**THE INPUT**.
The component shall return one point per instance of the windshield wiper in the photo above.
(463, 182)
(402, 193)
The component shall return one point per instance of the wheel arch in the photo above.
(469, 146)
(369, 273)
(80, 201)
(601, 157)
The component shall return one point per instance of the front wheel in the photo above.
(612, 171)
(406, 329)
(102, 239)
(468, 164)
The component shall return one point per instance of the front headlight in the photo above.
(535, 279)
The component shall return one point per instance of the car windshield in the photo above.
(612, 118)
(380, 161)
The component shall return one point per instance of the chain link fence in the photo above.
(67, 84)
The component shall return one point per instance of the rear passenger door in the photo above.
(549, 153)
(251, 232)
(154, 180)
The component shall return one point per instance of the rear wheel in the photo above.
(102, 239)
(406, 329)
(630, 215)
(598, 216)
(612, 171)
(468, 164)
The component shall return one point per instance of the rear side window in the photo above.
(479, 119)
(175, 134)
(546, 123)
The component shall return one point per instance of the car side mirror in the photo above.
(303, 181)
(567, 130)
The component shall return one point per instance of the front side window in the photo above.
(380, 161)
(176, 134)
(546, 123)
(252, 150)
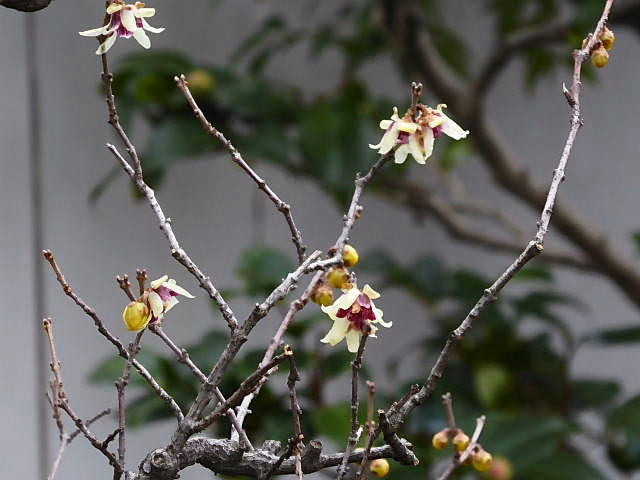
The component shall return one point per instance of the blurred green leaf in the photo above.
(262, 269)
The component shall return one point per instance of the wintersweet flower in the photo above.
(416, 134)
(353, 314)
(126, 21)
(153, 304)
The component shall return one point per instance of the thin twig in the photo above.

**TO DO**.
Copy every one of the records above verbatim, in their original order, and leave out the pictures.

**FULL RESPONSE**.
The component shall return one point per instance of the windshield wiper in the photo above.
(463, 182)
(402, 193)
The component shall return one point per instance of the wheel arch in the photo above.
(469, 146)
(369, 273)
(80, 201)
(601, 157)
The component shall return one point per instance of the front wheel in the photo above.
(612, 171)
(406, 329)
(102, 239)
(468, 164)
The component shall return one point per instance of the front headlight in the photo above.
(535, 279)
The component shall return one point per instance of the car windshield in the photo above.
(612, 118)
(380, 161)
The component shall return one point per instance of the chain link fence in the photo above.
(67, 84)
The component shall return one point per instance of the rear passenger door in the photo above.
(549, 153)
(251, 232)
(154, 180)
The component shall return one point per instance of the rear wheel in the photo above.
(102, 239)
(406, 329)
(630, 215)
(598, 216)
(612, 171)
(468, 164)
The component shall return one point per instance of the rear side window in the photo above.
(479, 119)
(175, 134)
(546, 123)
The component shall return one point per instance of the car side mirror in the photo above.
(303, 181)
(567, 130)
The component shall return one point per instance of the front side window in the photo above.
(380, 161)
(176, 134)
(546, 123)
(252, 150)
The component shall return one point per instance of the blurred green leaf in the photo above.
(262, 269)
The component shall return one point per instance of the wintersweet flower in the photo above.
(416, 134)
(353, 314)
(126, 21)
(153, 304)
The component shall return one point per instance of the thin twig in the photo above.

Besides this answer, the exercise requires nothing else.